* **What the exercise asks**
Copy the listing word for word, from its first line down through the line containing "(1160, 279)".

(Entries from a point annotation set)
_ _ _
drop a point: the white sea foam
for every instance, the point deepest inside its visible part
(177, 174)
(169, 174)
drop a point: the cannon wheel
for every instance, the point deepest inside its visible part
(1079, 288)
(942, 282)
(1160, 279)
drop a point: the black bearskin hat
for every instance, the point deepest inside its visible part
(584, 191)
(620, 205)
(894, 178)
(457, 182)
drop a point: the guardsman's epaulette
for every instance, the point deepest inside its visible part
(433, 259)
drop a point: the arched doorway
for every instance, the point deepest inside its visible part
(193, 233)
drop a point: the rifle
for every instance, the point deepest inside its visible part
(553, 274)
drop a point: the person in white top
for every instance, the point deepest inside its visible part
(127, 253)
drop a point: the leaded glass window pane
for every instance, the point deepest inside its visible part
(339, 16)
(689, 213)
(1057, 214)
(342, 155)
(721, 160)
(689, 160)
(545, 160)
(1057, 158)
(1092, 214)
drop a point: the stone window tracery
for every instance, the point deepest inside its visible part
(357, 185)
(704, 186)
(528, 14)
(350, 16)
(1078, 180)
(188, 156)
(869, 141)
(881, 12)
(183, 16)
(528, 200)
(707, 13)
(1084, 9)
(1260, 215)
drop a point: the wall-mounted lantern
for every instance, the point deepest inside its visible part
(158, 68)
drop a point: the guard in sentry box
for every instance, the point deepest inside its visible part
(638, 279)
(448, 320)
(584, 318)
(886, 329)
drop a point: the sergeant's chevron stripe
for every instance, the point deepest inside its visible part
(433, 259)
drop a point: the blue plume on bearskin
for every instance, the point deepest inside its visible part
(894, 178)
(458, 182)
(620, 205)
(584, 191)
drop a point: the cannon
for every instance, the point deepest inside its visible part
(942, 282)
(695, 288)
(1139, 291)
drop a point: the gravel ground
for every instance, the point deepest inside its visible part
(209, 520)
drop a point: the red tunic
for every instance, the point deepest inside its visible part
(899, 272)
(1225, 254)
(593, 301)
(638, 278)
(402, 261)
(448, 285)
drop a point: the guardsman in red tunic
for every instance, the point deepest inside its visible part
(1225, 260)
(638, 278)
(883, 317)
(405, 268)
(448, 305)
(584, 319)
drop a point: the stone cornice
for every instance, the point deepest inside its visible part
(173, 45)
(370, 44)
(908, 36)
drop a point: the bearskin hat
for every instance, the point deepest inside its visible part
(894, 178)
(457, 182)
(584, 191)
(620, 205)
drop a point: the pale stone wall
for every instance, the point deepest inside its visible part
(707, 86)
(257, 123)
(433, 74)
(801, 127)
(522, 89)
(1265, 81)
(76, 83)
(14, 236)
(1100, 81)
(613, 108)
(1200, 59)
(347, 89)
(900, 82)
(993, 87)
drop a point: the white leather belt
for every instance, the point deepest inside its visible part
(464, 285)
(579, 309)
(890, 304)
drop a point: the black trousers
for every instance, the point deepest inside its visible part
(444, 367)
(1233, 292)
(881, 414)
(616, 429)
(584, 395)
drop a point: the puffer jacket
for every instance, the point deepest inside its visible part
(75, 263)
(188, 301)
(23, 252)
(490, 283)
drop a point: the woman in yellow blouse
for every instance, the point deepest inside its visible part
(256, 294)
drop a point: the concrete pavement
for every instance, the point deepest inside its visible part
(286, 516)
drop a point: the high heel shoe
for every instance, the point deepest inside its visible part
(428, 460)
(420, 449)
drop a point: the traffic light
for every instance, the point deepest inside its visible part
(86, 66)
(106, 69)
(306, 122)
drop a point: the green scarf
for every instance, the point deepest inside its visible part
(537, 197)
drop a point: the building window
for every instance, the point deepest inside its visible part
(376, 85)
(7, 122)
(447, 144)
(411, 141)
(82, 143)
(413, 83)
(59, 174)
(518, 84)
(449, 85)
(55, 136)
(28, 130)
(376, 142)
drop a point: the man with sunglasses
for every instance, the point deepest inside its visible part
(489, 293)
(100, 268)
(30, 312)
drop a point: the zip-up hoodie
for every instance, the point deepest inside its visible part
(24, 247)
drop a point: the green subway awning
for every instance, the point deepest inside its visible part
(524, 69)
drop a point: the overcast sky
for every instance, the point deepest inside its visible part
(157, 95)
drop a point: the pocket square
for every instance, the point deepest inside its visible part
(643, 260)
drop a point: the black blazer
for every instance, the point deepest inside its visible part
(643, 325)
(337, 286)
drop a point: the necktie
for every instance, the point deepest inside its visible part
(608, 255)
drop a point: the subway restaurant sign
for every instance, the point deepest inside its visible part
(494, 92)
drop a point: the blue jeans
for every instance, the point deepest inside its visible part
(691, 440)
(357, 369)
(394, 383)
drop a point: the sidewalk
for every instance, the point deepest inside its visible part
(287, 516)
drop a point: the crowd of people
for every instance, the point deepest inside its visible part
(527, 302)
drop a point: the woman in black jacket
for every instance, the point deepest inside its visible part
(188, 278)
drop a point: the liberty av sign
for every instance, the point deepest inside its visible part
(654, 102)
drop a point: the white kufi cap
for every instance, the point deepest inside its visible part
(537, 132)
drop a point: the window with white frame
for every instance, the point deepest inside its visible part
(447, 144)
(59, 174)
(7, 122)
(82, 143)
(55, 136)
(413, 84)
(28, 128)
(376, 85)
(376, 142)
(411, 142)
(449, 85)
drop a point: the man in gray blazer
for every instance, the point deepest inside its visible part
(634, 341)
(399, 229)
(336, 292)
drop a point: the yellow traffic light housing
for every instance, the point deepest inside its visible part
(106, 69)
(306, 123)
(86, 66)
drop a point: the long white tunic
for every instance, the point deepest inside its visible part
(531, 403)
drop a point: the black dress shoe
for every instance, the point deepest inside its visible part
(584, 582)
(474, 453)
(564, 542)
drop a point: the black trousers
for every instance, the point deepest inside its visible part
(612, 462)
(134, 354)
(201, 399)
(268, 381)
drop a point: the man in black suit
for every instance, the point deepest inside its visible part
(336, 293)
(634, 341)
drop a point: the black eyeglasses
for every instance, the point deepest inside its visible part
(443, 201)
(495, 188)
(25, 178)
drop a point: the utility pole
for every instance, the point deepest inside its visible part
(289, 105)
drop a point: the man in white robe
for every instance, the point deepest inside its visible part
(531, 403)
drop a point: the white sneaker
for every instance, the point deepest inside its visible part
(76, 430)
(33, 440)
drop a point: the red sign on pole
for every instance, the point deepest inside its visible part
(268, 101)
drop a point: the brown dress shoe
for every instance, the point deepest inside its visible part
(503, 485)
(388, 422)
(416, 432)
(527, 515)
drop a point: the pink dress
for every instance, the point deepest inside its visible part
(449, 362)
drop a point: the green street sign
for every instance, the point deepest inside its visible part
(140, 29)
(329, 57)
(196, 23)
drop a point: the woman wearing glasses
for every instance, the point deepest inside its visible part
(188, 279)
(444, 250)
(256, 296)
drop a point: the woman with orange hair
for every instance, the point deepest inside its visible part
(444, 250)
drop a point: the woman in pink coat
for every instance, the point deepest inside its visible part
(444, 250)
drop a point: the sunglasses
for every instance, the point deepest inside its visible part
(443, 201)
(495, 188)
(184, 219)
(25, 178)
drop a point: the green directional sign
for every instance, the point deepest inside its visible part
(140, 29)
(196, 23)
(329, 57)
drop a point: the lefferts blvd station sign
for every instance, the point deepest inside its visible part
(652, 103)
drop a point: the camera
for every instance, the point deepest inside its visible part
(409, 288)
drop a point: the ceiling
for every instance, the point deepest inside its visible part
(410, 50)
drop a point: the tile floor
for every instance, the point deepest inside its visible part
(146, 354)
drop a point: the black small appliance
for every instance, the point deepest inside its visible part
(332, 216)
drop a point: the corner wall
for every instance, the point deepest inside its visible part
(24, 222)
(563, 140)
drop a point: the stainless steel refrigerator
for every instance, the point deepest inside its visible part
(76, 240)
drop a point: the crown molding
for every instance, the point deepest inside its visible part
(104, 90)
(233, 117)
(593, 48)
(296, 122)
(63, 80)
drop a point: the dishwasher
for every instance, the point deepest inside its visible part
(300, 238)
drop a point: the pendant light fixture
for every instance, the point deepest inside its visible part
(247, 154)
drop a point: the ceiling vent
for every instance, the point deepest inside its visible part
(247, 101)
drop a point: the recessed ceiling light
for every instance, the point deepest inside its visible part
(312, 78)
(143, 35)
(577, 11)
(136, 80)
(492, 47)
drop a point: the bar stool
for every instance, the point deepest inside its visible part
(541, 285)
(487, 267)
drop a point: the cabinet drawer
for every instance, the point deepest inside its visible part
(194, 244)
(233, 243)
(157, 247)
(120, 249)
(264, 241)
_ _ _
* **Solution**
drop a point: the white sea foam
for every instance, the point deepest inside its visible part
(177, 174)
(169, 174)
drop a point: the cannon wheel
for every instance, the point deepest inside its visible part
(1079, 288)
(942, 282)
(1160, 279)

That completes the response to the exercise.